>> BEGIN Material for this exercise
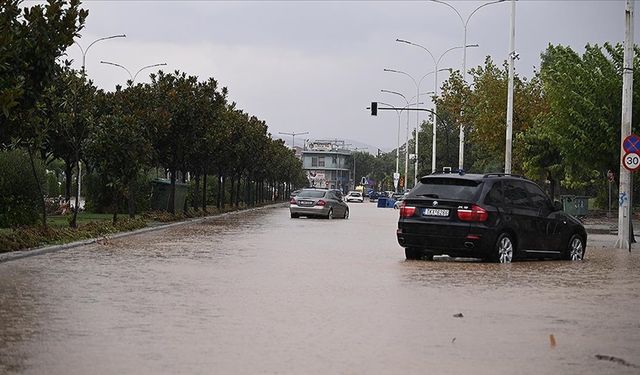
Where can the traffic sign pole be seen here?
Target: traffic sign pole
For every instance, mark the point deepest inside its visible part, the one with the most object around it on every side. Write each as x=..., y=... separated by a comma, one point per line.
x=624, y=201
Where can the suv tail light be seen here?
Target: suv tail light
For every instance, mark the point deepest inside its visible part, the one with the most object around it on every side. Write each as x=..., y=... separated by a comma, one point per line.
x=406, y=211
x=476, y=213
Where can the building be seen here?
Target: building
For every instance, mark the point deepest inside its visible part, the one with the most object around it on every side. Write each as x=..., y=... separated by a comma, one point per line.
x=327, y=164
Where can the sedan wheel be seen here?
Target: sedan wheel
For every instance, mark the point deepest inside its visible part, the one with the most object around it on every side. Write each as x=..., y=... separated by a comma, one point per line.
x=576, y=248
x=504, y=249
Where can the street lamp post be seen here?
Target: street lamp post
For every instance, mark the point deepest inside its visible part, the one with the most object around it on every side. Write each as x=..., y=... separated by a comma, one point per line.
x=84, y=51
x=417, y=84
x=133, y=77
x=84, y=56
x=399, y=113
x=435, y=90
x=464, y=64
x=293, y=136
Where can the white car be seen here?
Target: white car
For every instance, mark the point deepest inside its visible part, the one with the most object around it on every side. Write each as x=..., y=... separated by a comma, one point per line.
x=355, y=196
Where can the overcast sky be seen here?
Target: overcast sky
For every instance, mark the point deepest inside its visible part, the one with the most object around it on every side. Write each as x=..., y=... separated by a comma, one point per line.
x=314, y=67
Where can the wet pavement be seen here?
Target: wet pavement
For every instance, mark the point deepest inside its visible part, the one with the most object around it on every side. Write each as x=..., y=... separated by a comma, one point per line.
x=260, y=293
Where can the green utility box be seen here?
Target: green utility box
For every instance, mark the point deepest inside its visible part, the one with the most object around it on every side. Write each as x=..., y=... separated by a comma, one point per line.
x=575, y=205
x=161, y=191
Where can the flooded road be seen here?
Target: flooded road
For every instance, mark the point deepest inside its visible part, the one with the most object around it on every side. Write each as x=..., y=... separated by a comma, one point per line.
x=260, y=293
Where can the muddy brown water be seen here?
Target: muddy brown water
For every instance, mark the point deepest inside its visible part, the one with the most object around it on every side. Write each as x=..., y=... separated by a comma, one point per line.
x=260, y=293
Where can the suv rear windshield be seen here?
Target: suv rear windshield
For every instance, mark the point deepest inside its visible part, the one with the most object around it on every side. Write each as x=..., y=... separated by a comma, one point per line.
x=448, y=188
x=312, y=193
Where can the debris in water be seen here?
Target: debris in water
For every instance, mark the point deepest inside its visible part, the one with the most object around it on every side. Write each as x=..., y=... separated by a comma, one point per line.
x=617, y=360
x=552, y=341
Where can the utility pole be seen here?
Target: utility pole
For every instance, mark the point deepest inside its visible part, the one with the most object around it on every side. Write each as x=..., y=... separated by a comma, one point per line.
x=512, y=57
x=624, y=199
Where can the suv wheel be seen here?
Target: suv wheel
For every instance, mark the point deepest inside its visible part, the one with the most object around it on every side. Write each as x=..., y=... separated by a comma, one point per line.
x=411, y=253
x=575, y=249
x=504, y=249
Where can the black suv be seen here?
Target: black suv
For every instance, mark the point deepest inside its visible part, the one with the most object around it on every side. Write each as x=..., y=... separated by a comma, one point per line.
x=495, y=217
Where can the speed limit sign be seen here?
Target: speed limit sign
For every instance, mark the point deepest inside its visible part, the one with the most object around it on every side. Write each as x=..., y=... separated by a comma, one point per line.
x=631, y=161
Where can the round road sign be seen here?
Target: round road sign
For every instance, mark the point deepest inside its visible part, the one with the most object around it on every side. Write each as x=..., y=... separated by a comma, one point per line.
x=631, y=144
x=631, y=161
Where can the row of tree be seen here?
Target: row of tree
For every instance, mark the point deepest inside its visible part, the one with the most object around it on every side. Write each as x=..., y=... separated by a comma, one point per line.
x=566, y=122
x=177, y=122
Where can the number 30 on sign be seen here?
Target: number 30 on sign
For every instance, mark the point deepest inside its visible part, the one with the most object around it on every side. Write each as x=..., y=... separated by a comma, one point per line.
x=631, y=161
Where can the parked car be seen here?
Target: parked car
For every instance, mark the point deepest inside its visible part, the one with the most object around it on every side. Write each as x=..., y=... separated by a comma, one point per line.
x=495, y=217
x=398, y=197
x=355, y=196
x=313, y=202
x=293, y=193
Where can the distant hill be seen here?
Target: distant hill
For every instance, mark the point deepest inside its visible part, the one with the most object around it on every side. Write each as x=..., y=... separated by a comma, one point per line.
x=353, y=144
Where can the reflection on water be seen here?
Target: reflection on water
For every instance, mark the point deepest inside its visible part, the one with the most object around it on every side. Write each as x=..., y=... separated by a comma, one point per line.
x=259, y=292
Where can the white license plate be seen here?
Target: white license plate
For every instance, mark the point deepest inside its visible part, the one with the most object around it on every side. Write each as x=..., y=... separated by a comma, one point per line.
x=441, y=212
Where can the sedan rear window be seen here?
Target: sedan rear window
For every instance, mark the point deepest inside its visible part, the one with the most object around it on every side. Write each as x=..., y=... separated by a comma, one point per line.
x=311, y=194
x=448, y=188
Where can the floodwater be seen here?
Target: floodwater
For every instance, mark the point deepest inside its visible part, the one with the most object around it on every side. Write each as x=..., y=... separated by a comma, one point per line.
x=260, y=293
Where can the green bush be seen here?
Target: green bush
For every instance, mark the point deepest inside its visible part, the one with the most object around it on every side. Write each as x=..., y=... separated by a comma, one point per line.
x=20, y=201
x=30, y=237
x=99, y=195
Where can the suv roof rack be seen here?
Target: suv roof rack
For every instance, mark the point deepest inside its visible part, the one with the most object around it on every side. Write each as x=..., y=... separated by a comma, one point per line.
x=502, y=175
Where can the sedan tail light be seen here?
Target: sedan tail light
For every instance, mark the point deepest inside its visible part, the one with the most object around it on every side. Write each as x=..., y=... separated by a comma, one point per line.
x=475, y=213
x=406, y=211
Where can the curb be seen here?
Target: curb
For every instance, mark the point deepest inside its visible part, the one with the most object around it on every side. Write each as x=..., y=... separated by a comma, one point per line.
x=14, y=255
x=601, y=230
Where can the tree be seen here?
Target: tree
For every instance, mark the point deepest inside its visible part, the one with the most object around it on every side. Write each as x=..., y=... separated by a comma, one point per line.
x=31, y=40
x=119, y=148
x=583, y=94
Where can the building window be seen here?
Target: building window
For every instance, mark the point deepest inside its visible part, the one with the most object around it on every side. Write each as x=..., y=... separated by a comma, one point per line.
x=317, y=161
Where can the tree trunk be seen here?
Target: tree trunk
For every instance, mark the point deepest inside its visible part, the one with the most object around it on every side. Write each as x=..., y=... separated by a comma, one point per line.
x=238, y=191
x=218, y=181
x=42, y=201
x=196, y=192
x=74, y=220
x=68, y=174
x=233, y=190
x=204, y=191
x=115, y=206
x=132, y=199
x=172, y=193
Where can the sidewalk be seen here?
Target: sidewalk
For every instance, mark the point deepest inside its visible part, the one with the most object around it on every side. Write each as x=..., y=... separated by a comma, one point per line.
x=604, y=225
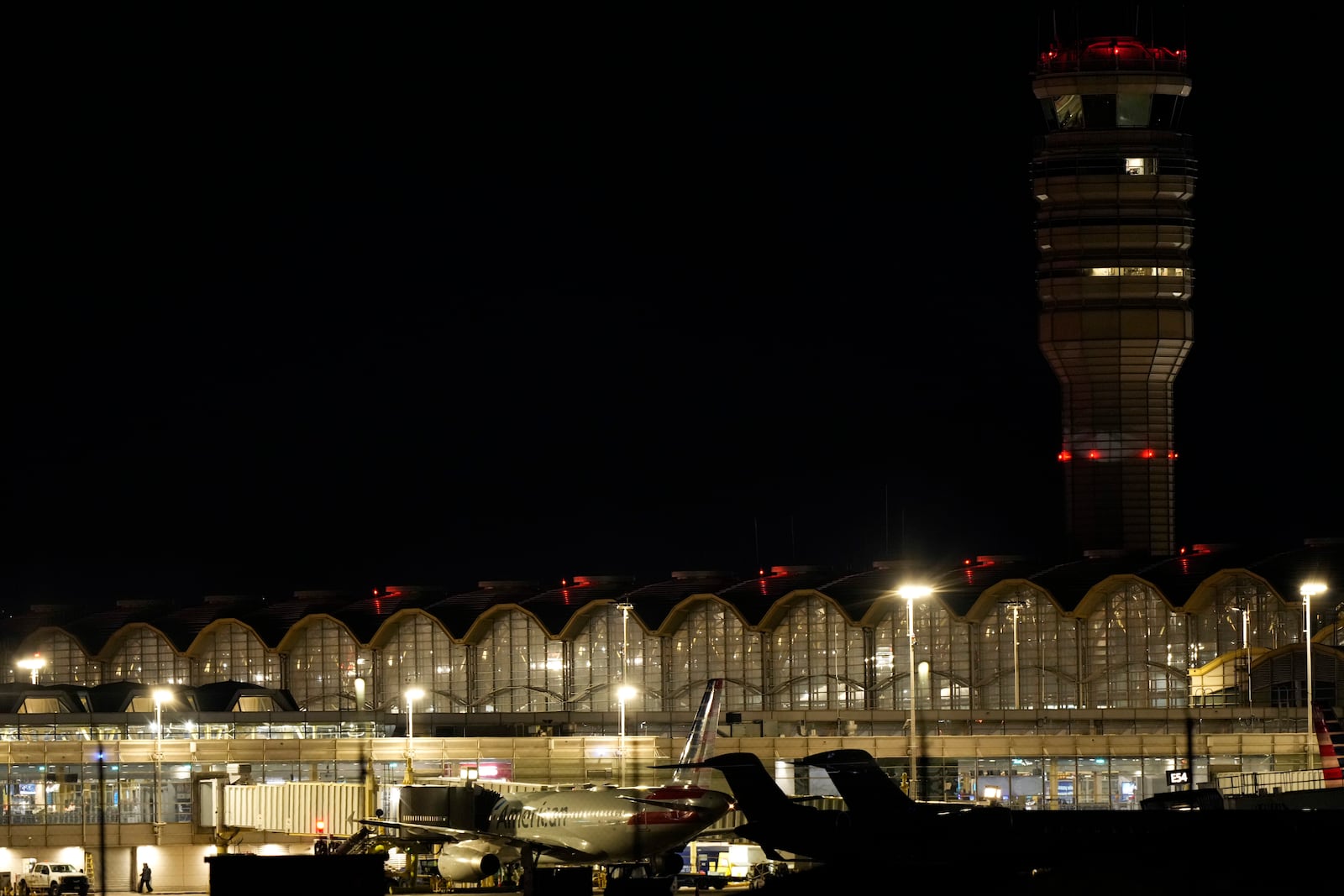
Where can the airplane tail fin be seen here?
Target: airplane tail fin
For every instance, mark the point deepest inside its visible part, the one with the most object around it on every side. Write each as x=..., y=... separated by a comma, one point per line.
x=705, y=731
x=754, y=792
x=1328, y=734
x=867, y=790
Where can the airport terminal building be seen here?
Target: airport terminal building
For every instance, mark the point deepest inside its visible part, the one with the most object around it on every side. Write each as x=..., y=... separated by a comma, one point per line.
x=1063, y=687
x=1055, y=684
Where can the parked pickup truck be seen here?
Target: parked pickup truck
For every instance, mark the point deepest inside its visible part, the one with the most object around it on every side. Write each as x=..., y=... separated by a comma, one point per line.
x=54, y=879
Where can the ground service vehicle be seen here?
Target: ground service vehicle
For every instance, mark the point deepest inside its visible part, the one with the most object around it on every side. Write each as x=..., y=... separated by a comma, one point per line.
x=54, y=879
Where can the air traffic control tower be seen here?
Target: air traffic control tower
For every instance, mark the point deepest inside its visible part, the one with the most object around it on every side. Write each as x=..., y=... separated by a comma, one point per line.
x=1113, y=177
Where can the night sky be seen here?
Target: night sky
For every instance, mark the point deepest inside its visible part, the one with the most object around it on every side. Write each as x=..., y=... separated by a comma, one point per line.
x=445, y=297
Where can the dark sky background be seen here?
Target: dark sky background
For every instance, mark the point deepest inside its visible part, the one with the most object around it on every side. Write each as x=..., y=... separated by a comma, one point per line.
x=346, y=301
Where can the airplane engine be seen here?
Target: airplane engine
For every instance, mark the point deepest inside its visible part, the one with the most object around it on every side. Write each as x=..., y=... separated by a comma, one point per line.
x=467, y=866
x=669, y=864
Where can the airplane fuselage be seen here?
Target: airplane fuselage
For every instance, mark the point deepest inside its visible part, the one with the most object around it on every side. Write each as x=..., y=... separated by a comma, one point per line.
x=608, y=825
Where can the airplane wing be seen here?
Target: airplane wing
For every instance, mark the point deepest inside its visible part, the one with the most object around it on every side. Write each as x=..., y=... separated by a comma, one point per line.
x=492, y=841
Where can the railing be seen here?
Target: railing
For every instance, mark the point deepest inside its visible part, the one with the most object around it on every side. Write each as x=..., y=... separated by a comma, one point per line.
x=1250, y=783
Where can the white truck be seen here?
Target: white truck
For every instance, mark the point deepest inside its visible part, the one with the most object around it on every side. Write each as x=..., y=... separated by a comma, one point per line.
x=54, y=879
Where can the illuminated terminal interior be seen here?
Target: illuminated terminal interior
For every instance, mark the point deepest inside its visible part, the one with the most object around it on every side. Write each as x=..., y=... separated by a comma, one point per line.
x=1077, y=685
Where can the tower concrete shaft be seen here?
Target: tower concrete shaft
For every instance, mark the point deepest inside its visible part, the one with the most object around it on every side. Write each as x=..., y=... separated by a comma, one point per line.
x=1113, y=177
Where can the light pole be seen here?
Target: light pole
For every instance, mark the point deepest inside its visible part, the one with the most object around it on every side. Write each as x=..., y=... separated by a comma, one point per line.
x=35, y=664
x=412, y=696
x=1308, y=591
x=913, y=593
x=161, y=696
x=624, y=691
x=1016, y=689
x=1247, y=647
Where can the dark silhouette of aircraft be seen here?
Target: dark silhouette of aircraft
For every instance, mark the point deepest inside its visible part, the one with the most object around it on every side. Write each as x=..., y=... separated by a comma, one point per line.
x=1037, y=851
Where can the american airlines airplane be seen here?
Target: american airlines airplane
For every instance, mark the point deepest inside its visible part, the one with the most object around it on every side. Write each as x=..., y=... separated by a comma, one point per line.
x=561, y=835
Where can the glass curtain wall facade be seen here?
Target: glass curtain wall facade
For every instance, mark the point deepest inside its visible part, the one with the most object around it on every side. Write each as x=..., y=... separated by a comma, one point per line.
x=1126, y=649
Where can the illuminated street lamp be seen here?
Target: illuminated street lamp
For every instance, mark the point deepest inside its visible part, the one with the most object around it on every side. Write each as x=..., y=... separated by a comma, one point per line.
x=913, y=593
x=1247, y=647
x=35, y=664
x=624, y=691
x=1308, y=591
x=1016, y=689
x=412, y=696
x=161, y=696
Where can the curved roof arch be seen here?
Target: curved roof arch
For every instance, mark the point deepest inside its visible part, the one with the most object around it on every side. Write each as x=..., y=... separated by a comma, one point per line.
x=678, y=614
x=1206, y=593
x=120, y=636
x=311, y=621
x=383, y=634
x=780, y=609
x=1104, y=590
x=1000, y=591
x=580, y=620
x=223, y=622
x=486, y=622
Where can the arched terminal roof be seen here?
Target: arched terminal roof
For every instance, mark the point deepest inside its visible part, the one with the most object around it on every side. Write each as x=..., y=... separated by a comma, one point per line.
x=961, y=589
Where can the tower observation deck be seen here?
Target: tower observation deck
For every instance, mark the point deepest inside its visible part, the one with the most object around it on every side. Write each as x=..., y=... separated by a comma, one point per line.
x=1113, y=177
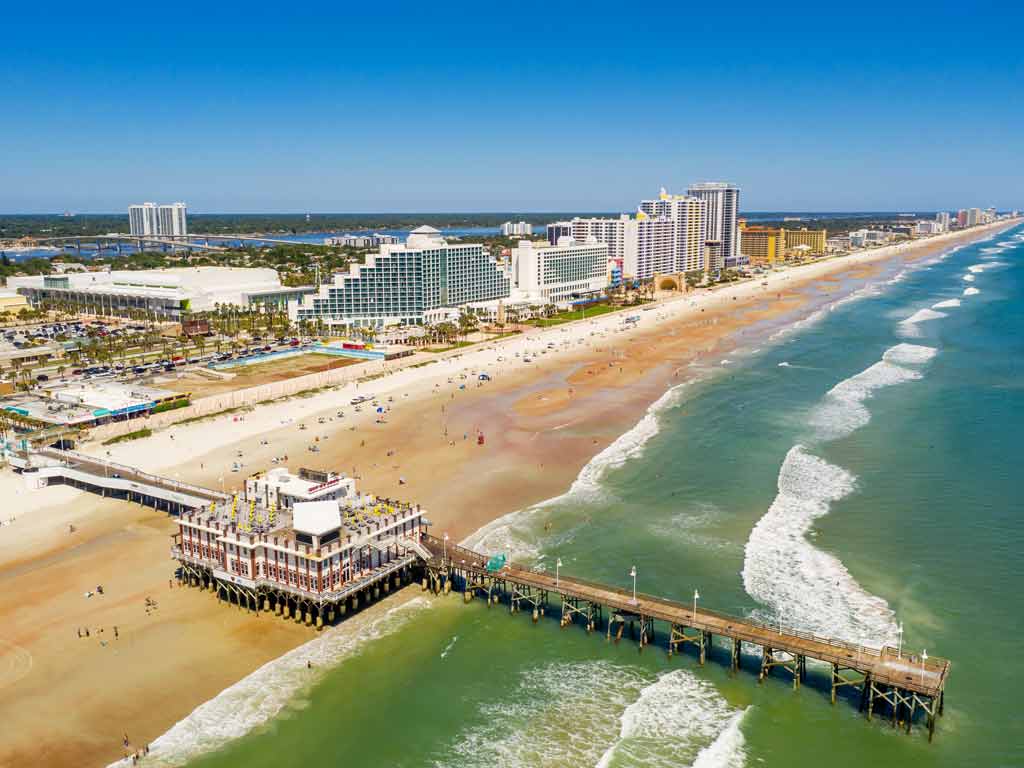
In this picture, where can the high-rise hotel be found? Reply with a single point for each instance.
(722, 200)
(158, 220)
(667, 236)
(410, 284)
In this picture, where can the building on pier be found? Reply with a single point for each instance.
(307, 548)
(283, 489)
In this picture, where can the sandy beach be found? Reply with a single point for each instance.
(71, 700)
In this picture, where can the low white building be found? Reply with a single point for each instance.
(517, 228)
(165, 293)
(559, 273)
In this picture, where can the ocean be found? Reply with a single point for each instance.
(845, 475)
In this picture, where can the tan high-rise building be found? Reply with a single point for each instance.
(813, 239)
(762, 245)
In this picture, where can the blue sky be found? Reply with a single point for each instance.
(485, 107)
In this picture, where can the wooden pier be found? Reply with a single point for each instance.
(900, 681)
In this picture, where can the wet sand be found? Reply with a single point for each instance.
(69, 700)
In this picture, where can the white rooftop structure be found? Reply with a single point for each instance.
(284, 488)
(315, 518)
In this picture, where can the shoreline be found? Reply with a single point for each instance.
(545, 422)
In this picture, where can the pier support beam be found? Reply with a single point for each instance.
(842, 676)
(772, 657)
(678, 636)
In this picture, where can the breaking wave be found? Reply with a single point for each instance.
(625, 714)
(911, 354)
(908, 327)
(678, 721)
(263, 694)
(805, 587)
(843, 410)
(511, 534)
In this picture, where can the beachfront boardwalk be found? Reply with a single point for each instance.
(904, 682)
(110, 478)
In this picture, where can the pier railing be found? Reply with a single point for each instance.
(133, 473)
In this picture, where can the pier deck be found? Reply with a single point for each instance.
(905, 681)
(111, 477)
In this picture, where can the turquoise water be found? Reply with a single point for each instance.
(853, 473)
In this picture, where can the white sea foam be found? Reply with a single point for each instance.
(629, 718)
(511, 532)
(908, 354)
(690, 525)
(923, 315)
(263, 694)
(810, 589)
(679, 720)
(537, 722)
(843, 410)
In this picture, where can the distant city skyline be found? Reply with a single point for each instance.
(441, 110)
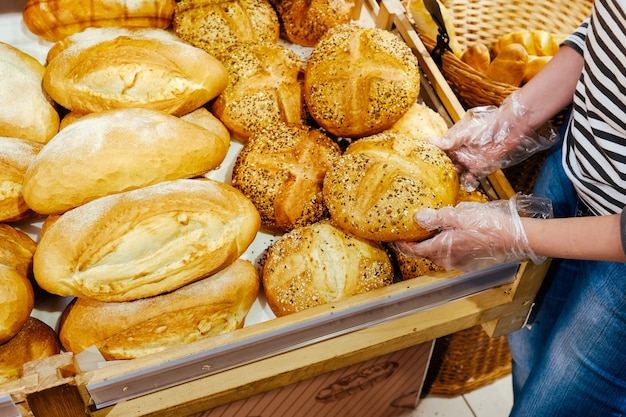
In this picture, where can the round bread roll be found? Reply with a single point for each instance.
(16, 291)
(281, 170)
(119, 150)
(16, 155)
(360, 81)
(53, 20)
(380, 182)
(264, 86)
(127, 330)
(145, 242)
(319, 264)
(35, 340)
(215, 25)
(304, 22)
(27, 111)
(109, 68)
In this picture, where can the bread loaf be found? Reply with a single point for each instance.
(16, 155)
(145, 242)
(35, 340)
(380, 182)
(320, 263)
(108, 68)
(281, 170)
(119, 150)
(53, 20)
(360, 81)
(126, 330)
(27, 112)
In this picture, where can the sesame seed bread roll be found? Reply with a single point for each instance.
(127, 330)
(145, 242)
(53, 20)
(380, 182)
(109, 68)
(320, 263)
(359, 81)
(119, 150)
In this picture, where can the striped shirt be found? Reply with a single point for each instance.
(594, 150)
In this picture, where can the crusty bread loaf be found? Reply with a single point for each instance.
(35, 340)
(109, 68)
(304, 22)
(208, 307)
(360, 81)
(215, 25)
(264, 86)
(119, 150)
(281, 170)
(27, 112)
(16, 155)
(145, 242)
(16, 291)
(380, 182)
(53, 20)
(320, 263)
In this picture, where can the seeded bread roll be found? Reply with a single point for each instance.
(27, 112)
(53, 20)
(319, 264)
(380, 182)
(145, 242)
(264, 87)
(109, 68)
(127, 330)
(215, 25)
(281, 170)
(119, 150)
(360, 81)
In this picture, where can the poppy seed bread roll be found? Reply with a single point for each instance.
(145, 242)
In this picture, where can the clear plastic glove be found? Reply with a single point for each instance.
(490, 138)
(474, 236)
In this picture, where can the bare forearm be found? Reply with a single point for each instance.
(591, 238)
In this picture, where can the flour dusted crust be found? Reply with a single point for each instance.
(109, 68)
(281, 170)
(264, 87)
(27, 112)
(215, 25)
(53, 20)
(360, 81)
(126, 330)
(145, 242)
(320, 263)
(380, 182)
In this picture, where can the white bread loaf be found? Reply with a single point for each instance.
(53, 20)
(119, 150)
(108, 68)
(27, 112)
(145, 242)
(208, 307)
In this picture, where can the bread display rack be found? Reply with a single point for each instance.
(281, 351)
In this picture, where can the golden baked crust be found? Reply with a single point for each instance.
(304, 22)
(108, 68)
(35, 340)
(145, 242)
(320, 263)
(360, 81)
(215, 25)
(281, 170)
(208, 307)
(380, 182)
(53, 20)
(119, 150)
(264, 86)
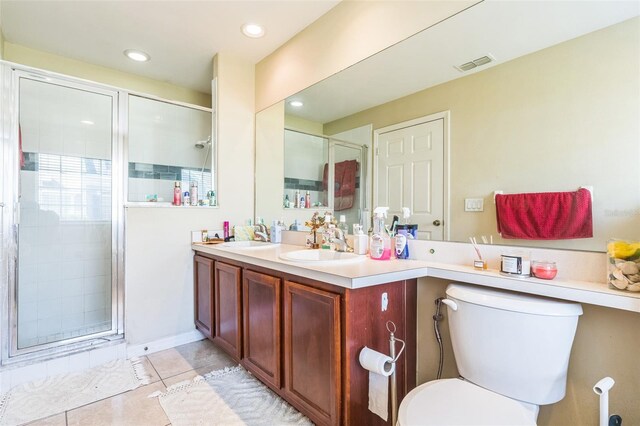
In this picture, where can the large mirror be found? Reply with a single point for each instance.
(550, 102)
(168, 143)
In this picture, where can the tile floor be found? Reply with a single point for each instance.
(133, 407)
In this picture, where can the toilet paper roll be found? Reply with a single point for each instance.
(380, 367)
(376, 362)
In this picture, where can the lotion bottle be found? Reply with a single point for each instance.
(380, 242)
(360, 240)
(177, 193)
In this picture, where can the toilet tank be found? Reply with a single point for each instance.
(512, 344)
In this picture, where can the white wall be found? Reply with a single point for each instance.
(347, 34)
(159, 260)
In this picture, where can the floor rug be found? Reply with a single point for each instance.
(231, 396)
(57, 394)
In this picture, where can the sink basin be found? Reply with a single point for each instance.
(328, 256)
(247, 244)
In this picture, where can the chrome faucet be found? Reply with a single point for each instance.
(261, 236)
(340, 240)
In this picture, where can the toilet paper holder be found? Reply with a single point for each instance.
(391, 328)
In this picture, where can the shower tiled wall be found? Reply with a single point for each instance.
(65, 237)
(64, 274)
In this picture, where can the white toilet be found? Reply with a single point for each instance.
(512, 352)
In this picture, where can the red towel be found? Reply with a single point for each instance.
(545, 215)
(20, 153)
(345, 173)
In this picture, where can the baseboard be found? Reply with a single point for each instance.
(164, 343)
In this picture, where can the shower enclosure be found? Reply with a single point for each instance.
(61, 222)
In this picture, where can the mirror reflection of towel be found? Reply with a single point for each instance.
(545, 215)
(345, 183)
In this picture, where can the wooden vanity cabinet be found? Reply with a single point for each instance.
>> END Material for this exercise
__Exercise__
Please reproduce the stretch of the listing above from the line containing "Where can the white license" through the line containing "x=441, y=212", character for character, with both of those lines included.

__Exercise response__
Where can the white license plate be seen here?
Target: white license plate
For every instance, mark the point deepest inside its visible part, the one with the most object around it on every side. Write each as x=..., y=... separated by a comma, one point per line.
x=441, y=212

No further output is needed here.